▶ _PROBLEM DESCRIPTION_: Copy each line of the records below verbatim, without changing anything.

══ TASK MATERIAL

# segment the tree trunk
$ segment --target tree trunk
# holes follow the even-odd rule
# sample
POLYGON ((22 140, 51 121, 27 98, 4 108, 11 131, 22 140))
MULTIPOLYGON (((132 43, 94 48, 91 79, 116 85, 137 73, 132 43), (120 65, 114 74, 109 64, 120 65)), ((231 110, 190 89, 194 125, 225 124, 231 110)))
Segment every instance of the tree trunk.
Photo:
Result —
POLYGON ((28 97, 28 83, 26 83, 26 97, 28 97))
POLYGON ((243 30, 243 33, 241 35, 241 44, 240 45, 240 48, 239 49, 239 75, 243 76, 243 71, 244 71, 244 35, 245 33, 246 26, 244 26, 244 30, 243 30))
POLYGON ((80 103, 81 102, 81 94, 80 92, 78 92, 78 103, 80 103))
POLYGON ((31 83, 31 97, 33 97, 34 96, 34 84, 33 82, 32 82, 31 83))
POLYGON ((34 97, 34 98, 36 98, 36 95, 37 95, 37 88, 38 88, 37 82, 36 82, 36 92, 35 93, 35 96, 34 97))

════

▶ _ANSWER TO THE PROBLEM_:
# segment the tree trunk
$ segment --target tree trunk
# holes follow the even-odd rule
# sample
POLYGON ((22 140, 51 121, 27 98, 4 108, 11 131, 22 140))
MULTIPOLYGON (((132 43, 94 48, 91 79, 116 85, 137 73, 132 43), (120 65, 114 74, 109 64, 120 65)), ((231 110, 190 89, 194 125, 225 124, 231 110)))
Segment every instance of the tree trunk.
Photo:
Result —
POLYGON ((28 97, 28 83, 26 83, 26 97, 28 97))
POLYGON ((243 30, 243 33, 241 35, 241 44, 240 45, 240 48, 239 49, 239 75, 243 76, 243 71, 244 71, 244 35, 245 33, 246 26, 244 26, 244 30, 243 30))
POLYGON ((80 103, 81 102, 81 94, 80 92, 78 92, 78 103, 80 103))
POLYGON ((31 83, 31 97, 33 97, 34 96, 34 84, 33 82, 32 82, 31 83))
POLYGON ((34 97, 34 98, 36 98, 36 95, 37 95, 37 88, 38 88, 37 82, 36 82, 36 92, 35 93, 35 96, 34 97))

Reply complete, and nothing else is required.